- _Aim_: Find the line that contains "Where can you see the frog?" and print it and every line after it, exactly, please.

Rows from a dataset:
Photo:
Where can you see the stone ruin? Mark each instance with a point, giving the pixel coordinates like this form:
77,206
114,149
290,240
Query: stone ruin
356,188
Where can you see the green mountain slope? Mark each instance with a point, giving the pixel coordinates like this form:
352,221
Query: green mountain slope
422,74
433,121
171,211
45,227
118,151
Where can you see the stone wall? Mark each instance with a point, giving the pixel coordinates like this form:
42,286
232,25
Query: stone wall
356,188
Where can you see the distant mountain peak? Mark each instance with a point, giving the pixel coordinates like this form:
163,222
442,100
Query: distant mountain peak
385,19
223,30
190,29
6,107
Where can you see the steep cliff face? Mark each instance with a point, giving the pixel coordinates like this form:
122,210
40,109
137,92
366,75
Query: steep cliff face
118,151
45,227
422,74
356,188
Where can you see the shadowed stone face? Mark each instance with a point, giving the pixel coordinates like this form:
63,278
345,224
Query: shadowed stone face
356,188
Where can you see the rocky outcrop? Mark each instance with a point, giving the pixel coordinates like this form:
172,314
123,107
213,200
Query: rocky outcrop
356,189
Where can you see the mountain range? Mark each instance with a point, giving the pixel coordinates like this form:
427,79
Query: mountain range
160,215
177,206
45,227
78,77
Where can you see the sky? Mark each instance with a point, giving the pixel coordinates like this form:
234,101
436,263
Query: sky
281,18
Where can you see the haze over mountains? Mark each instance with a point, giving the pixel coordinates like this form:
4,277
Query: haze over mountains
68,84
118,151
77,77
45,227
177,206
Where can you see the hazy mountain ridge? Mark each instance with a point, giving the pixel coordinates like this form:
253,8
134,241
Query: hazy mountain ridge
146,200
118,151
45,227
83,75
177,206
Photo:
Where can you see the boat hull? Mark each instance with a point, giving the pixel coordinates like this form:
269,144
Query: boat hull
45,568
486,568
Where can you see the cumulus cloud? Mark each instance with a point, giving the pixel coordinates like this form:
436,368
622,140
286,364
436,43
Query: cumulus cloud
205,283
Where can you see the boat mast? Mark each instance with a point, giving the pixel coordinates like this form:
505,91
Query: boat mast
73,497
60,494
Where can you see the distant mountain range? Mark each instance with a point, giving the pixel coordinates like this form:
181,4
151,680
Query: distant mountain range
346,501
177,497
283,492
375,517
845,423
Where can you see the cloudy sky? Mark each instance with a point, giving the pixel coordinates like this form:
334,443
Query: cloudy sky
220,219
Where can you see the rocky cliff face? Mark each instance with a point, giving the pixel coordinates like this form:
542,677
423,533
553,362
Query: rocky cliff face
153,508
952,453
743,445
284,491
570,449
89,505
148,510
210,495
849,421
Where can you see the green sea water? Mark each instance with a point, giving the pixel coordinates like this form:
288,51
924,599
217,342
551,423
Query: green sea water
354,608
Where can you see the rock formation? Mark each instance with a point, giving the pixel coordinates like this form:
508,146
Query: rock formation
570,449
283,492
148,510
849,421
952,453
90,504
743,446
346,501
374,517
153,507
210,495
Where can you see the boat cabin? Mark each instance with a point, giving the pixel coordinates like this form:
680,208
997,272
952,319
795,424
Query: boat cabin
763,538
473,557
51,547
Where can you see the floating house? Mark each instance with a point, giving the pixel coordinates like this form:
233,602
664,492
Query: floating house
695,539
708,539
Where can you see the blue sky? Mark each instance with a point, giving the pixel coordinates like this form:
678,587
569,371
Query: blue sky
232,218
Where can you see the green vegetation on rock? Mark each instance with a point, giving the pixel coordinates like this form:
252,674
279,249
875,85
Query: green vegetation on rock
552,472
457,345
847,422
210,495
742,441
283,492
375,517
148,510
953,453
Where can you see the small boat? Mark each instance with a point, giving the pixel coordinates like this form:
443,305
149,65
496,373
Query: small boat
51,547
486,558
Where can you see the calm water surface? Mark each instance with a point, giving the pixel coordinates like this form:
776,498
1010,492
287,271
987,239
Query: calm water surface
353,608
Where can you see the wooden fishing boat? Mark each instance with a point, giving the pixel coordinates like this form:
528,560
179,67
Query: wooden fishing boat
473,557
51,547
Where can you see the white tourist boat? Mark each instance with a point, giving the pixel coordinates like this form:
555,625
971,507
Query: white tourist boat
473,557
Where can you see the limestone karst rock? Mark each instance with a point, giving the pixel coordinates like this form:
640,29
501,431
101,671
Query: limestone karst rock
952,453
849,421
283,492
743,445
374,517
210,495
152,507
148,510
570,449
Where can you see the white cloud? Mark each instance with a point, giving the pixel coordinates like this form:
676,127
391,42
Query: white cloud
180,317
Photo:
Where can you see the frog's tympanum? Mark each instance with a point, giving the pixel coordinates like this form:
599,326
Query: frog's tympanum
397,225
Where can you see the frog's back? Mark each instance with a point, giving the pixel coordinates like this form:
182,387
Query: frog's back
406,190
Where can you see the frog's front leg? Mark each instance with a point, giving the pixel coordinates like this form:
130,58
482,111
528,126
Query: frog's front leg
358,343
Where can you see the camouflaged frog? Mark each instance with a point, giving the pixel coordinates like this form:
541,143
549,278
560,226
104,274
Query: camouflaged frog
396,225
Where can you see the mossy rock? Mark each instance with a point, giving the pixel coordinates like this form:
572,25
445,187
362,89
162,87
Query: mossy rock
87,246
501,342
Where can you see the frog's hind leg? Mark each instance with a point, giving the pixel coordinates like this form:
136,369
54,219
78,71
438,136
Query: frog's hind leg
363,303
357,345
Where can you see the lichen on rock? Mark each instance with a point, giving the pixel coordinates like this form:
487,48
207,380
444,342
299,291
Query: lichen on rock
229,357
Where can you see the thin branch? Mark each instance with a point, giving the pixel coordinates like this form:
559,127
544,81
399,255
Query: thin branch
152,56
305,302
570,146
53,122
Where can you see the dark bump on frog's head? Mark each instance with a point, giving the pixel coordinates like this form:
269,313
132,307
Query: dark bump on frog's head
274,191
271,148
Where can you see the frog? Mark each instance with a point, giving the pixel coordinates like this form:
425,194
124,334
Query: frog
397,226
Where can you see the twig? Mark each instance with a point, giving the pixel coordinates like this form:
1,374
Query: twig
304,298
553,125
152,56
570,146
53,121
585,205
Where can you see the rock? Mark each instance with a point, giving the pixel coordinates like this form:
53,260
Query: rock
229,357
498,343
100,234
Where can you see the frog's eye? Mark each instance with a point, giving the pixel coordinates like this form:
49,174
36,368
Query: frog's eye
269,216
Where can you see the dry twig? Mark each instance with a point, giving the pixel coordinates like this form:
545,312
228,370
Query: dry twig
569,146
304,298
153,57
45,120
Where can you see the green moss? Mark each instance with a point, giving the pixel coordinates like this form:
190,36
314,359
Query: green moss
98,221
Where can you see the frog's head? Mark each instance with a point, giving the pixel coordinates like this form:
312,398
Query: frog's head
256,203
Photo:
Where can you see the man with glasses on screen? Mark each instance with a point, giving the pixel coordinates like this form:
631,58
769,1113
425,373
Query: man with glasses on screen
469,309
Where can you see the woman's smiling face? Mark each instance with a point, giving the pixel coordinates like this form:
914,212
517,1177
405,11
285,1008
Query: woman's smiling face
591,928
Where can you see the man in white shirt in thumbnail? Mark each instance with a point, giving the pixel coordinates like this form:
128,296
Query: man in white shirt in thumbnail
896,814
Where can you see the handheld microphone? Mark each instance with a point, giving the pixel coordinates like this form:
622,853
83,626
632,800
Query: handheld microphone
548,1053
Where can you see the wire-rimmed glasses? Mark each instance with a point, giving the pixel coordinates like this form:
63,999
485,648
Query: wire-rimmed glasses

- _Answer to the problem_:
Where can you see the frog? Mark each instance with a point, giving the pixel coordinates like this form:
425,194
124,334
Query: frog
397,226
Where can you see the twig? Mark each instance with a point, giving the pixel coordinates like this form:
1,374
Query: twig
304,298
553,125
152,56
570,146
53,121
585,205
Where can you see the rock? Mark each instance with a point, giving the pixel coordinates like this form:
53,260
Query: rock
229,357
498,343
100,234
Where can you see the frog's eye? Mark each instance with a point, giving the pixel coordinates like this form:
49,174
36,368
Query: frog's eye
269,216
Where can you see the dry twig? Mark each instance with a point, giving the pixel coordinates like this form:
545,312
228,370
Query: dry twig
569,146
304,298
153,57
45,120
Where can you see the green moss? Mark each instance with a point, giving the pixel coordinates like this form:
190,36
314,359
Query: green moss
98,221
Where can you see the frog's head? Mark each instance with a point, giving the pixel coordinates like this form:
312,398
Query: frog's head
256,203
Photo:
Where can you see the man with glasses on screen? Mark each instance with a point, giving the pixel coordinates like this form:
631,58
769,1113
425,373
Query: man with glasses on screen
469,309
Where can you see the woman's smiling face? Mark each instance with a point, giving the pixel coordinates like this form:
914,212
517,1177
405,11
285,1008
Query: woman's smiling face
591,928
Where can you see the man in white shirt in thumbnail? Mark each instance with a point, giving the pixel coordinates like this form:
128,296
Query: man in white shirt in thumbnail
896,814
Where can you see the handheld microphone? Mark each instance with a point, giving the pixel coordinates like this form:
622,853
83,626
632,800
Query: handheld microphone
548,1053
Where can you see the wire-rimmed glasses? Mark each instance with a point, giving the pixel coordinates like this form:
63,999
485,648
Query: wire-rimmed glasses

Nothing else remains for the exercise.